Alıştırma koşulları =
[1] Kuramsal ahlak üzerine olan metne göre kuramsal ahlak, töre bilimine karşı nasıl bir tutum izlemelidir?
[2] Kuramsal ahlak ve töre bilimi üzerine olan metni iki cümleyle özetleyin.
[3] Kuramsal ahlak ve töre bilimi üzerine olan metni kaldığı yerden sürdürün.

Verilen metin =
^^^^^^^^^^^^^^^^
Georges Gurvitch, “Kuramsal Ahlak ve Töre Bilimi” adlı eserinde, kuramsal bir ahlakın gerçekleşmesi için şu üç koşulu öne sürmektedir:
“ 1) Kuramsal ahlak, hiçbir kural, hiçbir buyruk ileri sürmeyen, salt kuramsal yargılarla yetinen bir ‘felsefi disiplin' olmalıdır.
2) Ahlak, hayatı bütün canlılığıyla kavrayan, kendine özgü bir ahlak deneyi bulmalıdır.
3) Ahlak, töre bilimiyle çatışmaktan vazgeçerek, tersine onunla işbirliği yapmalıdır.”
Gurwitch, gerek kuramsal ahlakın, gerekse töre biliminin başlıca görevlerini de şöyle sıralamaktadır:
“ a) Doğrudan doğruya kavranan, yaşanan ahlakın çeşitli katlarını özümsemektir. Bu yolun hareket noktaları da günlük ahlak deneyiminde kavranan ve özellikle töre biliminin öğrettiği kolektif kişisel iradeli davranış ve tutumla onların dışlaşmış sembolleridir. Kurumsal ahlak, düşünce yoluyla bu tutumlarla sembollerinin arkasında küme halinde bulunan ‘doğrudan doğruya verileri' tasvir eder.
^^^^^^^^^^^^^^^^
Veri listesi =
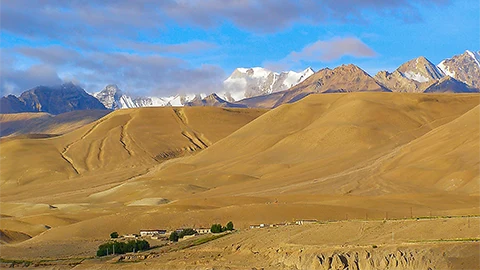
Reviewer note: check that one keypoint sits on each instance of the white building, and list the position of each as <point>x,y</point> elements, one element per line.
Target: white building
<point>145,233</point>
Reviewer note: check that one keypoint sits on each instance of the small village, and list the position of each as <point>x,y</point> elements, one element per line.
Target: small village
<point>163,234</point>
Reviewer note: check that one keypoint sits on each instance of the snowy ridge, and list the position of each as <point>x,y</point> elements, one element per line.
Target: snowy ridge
<point>415,76</point>
<point>250,82</point>
<point>475,56</point>
<point>113,98</point>
<point>445,69</point>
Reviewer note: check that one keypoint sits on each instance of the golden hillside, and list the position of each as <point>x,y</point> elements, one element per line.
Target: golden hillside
<point>15,124</point>
<point>326,157</point>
^^^^^^^^^^^^^^^^
Sıralı çıktılar =
[1] Kuramsal ahlak, töre bilimiyle çatışmaktan vazgeçmeli ve onunla işbirliği yapmalıdır.

[2] Georges Gurvitch, "Kuramsal Ahlak ve Töre Bilimi" adlı eserinde kuramsal bir ahlakın gerçekleşmesi için üç koşul öne sürer. Bu koşullara göre kuramsal ahlak, salt kuramsal yargılarla yetinen felsefi bir disiplin olmalı, hayatı bütün canlılığıyla kavrayan kendine özgü bir ahlak deneyi bulmalı ve töre bilimiyle çatışmak yerine onunla işbirliği yapmalıdır; ardından her iki alanın görevleri sıralanır ve bunların ilki, doğrudan kavranan ve yaşanan ahlakın çeşitli katlarını özümsemektir.

[3]
b) Kurumsal ahlakın ikinci görevi, bu tanımlara dayanarak doğrudan doğruya ahlak deneyinin, verilerinin ve kesinliklerinin, diğer doğrudan doğruya kavranan değerlere oranla, kendi özgüllüğünü belirtmektir.
c) Kuramsal ahlakın üçüncü görevi, ahlak deneylerinin sonsuz çeşitliliği içinde yaşayan, doğrudan doğruya algılanan verilerin belirliliğini kavramaktır.”
Töre biliminin başlıca görevleri ise:
“ A) Töre biliminin ilk görevi, ahlak olgularını öteki toplum olgularından, özellikle din, hukuk gibi olgulardan ayırmaktır. Ama töre bilimi, eylemli davranışların ve dış sembollerin, bazen örtülü olan derinliklerine girmek; taşıdıkları ahlaklılığı anlamak için doğrudan doğruya kavranan ahlak deneyine kadar inmek zorundadır. Bunu ancak kuramsal ahlak öğretebilir.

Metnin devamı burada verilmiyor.